* READING PASSAGE
——————————

Providers that care for patients with greater needs have fared better under PDPM compared to the old system. The pandemic has presented a mixed bag and skewed reimbursement rates. For example, numerous waivers have taken away technical requirements for admission or care, and more patients have needed isolated care in private rooms during the pandemic, Fedele pointed out.

“PDPM came just in time to handle COVID,” he said “We ran the numbers and estimate that the [average] RUG rate probably would have been about $420 per day throughout the pandemic but with PDPM, it’s closer to $620 per day. That’s another $90,000 per month in bottom line revenue for an average daily census of 15 [qualifying Medicare patients]. That’s really significant.”

He called PDPM “almost a saving grace” because payments are no longer predicated on therapy levels.

As with any new payment system, providers have become better at coding as time has worn on. Zimmet Healthcare’s initial estimate showed an average $609 daily pay rate for October 2019. With few exceptions, that rate has risen monthly, increasing from $615 to $629 between June and October of 2020. That’s using the latest Zimmet figures, which precede federal data by about six months, Fedele explained. 

The average pay is expected to continue upward, at least for a while. Due to the general upheaval the pandemic has caused, it is believed that the Centers for Medicare & Medicaid Services may not have enough clear data to make payment recalibrations to the system until October 2022. Originally, providers were preparing to accept a downward adjustment in October 2020.

——————————

* SUPPLIED RECORDS
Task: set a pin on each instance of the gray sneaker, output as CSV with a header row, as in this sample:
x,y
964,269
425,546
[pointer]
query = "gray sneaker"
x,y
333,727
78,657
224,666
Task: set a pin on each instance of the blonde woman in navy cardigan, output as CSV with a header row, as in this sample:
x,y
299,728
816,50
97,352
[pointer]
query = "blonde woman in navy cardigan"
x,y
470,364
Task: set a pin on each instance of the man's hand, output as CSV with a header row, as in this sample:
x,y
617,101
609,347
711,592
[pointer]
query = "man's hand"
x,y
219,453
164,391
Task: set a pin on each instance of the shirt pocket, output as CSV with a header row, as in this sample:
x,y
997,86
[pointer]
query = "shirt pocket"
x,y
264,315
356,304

——————————

* BRIEF 1
Answer each question from the passage on PDPM payments, one line per answer, marked (a), (b), (c):
(a) What average RUG rate per day was estimated for the pandemic under the old system?
(b) What average daily pay rate did Zimmet Healthcare initially estimate for October 2019?
(c) When were providers originally preparing to accept a downward adjustment?
* BRIEF 2
List every dollar amount that appears in the passage on PDPM payments.
* BRIEF 3
Carry on writing the passage on PDPM payments, starting after its final sentence.

* EXERCISE ANSWER 1
(a) About $420 per day
(b) $609
(c) October 2020

* EXERCISE ANSWER 2
$420, $620, $90,000, $609, $615, $629

* EXERCISE ANSWER 3
Stakeholders will get a better idea from CMS in April when the agency issues its new pay rule proposal. It went essentially unaltered last year.

While PDPM has benefited many providers, especially those with medically complex patients, or a lot of short-stay clientele, adjustments are still needed, Fedele said.

Currently when examining patient records, he is tempted to “skip over the PT/OT” part of the equation because “there’s very little opportunity there,” he said. “The system pays everybody more toward the mean. That’s one thing [regulators] will address once they get more data. I would expect more options in there and create a bigger spread.”

Managed care, SALT and I-SNPs

One of Fedele’s goals this year is to “level the playing field” in 2021 for providers that need more negotiating power when contending with the huge growth of Medicare Advantage plans. 

“I can’t tell you how many times we’ve looked at a building that is billing less than what a (managed care) plan says they could. They don’t fight case management and miss excluded items that are carve-outs in the contract. It’s really the Wild West. They’re leaving money on the table. Medicare Advantage isn’t discussed often and there’s a lack of information out there. It’s a challenge and in many ways a threat to nursing homes.”

Many operators are at a disadvantage because they don’t have the bandwidth to have a case-management expert in their building, Fedele explained. “I equate it to buying a diamond for the first time. The guy selling it knows a lot more than you do and you can be taken for a ride if you don’t know what you’re doing.”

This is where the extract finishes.